**WHAT IS REQUIRED:**
Report how many lines in the entries below contain the string "hockey", counting only matches with the same case. Give the number alone.

**DATA FOR THE TASK:**
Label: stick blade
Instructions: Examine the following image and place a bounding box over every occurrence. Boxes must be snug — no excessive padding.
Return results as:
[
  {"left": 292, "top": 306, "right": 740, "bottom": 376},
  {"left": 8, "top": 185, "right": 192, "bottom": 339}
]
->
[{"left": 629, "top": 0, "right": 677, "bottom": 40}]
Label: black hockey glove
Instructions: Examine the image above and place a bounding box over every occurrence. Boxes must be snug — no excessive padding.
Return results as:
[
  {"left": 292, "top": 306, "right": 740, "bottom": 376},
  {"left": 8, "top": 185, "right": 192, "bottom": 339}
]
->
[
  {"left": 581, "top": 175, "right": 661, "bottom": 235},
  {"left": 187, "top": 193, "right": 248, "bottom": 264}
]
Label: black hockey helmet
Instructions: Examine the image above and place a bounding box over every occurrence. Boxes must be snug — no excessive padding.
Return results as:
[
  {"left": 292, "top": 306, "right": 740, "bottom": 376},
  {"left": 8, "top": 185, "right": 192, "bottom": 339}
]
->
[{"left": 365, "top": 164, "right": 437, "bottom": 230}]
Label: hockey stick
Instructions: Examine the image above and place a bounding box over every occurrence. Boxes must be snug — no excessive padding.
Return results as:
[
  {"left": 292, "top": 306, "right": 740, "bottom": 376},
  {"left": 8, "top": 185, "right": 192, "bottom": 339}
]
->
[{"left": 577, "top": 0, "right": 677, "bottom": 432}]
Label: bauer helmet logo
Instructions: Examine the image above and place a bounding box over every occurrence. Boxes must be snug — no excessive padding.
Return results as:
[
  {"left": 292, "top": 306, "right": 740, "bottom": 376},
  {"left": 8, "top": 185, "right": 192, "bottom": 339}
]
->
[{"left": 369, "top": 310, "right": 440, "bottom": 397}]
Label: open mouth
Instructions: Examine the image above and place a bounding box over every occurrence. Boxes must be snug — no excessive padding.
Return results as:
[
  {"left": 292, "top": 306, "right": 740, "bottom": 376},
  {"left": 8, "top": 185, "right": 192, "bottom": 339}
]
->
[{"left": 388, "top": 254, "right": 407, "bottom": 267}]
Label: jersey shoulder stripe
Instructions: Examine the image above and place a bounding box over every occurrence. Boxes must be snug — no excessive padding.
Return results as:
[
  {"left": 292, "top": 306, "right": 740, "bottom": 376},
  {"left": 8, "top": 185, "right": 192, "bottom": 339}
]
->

**RESPONSE TO THIS TASK:**
3